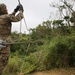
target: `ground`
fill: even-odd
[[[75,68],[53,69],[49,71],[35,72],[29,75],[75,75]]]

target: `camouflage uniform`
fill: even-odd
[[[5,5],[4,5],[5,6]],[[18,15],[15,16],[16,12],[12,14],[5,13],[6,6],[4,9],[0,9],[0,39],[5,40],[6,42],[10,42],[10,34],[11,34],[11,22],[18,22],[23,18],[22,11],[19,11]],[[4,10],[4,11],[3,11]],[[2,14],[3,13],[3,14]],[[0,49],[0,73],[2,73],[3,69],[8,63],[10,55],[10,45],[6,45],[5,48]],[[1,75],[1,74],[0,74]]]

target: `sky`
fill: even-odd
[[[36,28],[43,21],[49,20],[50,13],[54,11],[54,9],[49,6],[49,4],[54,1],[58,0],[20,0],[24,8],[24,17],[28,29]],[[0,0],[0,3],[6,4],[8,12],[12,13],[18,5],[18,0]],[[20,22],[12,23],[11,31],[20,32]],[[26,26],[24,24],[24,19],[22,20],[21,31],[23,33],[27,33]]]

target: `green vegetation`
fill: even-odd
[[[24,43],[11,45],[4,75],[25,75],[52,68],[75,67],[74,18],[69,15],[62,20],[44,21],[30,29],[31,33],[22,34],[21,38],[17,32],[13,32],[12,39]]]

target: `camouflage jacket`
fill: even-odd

----

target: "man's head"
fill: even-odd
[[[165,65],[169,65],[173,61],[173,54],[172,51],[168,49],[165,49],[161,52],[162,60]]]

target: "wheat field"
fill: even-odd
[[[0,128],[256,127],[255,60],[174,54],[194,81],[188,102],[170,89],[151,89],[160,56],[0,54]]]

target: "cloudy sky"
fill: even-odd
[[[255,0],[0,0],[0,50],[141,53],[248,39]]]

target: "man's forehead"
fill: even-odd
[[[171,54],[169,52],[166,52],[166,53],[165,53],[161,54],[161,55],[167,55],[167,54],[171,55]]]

----

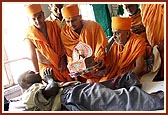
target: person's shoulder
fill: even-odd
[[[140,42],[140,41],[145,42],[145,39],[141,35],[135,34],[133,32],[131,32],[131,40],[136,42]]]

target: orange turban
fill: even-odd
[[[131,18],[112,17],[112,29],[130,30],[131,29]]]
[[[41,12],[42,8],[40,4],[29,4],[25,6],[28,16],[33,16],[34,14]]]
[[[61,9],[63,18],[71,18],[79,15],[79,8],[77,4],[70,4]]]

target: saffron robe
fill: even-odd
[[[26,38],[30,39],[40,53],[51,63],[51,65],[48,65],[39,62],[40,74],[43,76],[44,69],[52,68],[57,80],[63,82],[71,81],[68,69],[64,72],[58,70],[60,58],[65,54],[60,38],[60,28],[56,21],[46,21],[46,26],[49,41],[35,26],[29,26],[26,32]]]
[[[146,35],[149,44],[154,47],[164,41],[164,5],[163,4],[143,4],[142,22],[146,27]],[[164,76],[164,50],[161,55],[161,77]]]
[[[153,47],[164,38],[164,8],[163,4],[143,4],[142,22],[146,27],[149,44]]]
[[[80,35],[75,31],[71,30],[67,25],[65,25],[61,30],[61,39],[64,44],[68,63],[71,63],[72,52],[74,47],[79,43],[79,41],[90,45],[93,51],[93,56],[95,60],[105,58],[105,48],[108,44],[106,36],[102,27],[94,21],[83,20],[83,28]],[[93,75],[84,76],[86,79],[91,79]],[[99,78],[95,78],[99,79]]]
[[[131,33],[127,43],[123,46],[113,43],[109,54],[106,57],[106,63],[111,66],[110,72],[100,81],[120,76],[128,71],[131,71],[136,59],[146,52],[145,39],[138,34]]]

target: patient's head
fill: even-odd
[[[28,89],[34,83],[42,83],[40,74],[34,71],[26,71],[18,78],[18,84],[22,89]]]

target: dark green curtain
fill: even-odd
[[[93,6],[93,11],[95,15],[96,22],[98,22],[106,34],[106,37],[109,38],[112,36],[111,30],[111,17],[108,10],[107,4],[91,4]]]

----

**YOUR TASK**
Extract each line of the items above that contains the word "green".

**RESPONSE TO THE TASK**
target: `green vegetation`
target: dark green curtain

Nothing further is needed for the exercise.